**Records from a collection**
____________________
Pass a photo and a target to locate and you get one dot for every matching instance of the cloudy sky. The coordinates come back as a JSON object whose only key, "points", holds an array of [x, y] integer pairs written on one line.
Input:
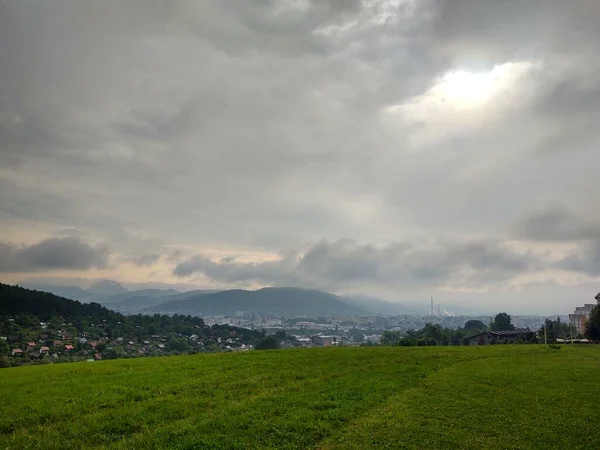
{"points": [[395, 148]]}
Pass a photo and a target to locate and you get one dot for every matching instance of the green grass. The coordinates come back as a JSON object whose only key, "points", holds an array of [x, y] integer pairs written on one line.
{"points": [[522, 397]]}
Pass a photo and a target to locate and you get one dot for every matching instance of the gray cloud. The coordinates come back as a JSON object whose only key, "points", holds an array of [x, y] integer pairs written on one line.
{"points": [[52, 254], [143, 260], [556, 223], [345, 264]]}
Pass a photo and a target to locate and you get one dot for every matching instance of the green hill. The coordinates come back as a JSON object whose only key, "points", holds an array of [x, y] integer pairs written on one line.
{"points": [[348, 398], [276, 301]]}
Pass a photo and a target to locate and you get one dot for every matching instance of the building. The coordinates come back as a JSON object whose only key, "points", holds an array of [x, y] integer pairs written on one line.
{"points": [[582, 314], [502, 337]]}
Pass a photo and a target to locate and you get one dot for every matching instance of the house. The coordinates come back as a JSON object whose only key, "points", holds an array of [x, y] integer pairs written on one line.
{"points": [[324, 340], [502, 337]]}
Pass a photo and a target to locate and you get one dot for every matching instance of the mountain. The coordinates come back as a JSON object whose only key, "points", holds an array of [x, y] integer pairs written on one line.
{"points": [[149, 293], [137, 301], [275, 301], [44, 305], [70, 292], [106, 287]]}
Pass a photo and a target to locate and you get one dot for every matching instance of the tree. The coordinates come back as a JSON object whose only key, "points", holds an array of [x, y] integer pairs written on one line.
{"points": [[502, 322], [4, 347], [267, 343], [592, 326], [475, 325], [390, 337]]}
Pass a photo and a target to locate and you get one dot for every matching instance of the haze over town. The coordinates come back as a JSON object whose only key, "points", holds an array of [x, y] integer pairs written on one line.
{"points": [[396, 149]]}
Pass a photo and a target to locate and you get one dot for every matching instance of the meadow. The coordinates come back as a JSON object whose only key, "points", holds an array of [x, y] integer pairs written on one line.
{"points": [[512, 397]]}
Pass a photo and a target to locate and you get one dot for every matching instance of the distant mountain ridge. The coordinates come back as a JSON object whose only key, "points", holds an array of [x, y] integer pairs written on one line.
{"points": [[266, 301], [270, 300], [107, 287]]}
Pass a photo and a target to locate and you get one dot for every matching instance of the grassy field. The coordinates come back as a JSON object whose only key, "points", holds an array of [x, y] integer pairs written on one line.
{"points": [[522, 397]]}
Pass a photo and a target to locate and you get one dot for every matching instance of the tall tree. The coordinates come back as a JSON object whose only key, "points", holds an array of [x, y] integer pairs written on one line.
{"points": [[502, 322], [475, 325]]}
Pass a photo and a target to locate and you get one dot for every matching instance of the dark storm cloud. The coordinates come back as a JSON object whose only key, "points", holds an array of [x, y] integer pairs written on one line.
{"points": [[344, 263], [52, 254], [556, 224]]}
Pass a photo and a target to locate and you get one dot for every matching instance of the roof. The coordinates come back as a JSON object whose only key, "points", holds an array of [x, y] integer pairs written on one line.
{"points": [[515, 332]]}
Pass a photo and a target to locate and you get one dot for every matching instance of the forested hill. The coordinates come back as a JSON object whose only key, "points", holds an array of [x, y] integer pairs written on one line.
{"points": [[43, 305]]}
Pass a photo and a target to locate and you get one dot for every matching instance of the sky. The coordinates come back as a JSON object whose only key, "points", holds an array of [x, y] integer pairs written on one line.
{"points": [[401, 149]]}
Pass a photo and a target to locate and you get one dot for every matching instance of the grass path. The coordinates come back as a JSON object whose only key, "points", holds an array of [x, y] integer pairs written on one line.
{"points": [[545, 400], [440, 397]]}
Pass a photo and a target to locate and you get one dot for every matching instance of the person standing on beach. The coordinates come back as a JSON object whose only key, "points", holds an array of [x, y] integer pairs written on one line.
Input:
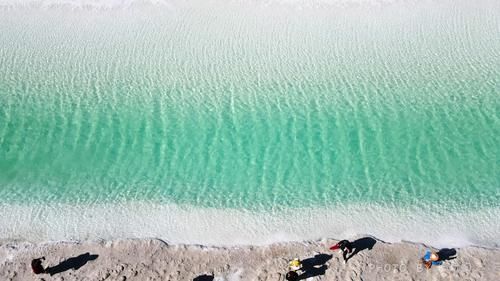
{"points": [[37, 267], [345, 246]]}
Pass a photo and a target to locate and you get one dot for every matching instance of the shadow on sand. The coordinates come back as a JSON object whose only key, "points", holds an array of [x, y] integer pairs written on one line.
{"points": [[310, 266], [72, 263], [204, 277], [361, 245]]}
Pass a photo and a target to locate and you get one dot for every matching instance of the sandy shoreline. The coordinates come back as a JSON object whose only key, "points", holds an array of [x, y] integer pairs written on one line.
{"points": [[153, 259]]}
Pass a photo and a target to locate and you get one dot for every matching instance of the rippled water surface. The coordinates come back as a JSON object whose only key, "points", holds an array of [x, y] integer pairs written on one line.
{"points": [[252, 106]]}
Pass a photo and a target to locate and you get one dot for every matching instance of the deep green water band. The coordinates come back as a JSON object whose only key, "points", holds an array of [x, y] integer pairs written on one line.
{"points": [[239, 106]]}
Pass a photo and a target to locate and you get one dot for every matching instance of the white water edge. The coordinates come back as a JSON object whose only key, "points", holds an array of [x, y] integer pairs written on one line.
{"points": [[179, 224]]}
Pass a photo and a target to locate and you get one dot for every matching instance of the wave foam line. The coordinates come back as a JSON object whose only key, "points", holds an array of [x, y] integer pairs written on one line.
{"points": [[228, 227], [123, 4]]}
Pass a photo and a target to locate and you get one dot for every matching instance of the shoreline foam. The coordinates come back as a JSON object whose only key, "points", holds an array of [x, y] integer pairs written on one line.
{"points": [[184, 224]]}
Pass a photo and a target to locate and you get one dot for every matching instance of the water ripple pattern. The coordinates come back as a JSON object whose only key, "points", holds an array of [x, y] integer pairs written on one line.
{"points": [[253, 106]]}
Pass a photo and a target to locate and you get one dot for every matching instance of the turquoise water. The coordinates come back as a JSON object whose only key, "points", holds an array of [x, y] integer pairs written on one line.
{"points": [[252, 107]]}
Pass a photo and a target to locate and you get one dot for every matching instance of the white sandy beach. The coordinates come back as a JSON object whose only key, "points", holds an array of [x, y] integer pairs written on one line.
{"points": [[155, 260]]}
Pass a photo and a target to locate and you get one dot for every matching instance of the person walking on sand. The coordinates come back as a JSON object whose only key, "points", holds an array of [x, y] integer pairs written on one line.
{"points": [[37, 267], [431, 259], [292, 276], [295, 264], [345, 246]]}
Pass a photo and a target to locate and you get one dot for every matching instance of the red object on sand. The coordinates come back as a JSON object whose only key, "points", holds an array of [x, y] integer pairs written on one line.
{"points": [[334, 247]]}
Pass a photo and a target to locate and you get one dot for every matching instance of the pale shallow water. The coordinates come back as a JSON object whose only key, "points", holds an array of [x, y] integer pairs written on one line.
{"points": [[228, 112]]}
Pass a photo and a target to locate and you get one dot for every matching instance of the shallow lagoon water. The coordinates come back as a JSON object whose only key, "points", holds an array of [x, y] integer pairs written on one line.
{"points": [[255, 108]]}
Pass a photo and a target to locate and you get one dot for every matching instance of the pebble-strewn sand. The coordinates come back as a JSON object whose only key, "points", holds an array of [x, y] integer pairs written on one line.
{"points": [[156, 260]]}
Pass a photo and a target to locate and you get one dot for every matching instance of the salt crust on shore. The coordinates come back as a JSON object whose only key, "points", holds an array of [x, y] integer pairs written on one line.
{"points": [[153, 259]]}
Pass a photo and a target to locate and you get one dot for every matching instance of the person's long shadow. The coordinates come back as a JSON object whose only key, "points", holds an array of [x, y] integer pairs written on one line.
{"points": [[204, 277], [447, 254], [71, 263], [309, 266], [361, 245]]}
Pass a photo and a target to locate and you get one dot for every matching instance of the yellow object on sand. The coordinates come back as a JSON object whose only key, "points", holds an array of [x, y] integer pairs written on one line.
{"points": [[295, 264]]}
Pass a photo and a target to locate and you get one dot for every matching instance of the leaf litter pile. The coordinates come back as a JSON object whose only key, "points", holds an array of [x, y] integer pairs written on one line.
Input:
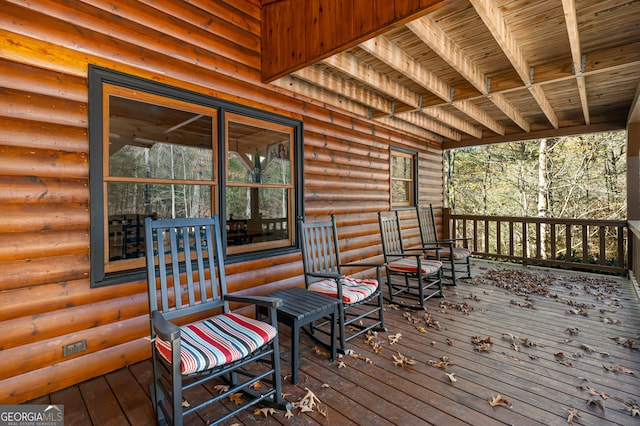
____________________
Repeat verbatim the rows from the line containing "of the leaf" through the end of the rows, both ends included, leaving out the pictures.

Pass a photo and a target to locate and you get one dot for every matching instance of the leaf litter pile. The coordinates come back as a JSON object whose only key, "points", holds an array of [x, y] integer pairs written on one line.
Input:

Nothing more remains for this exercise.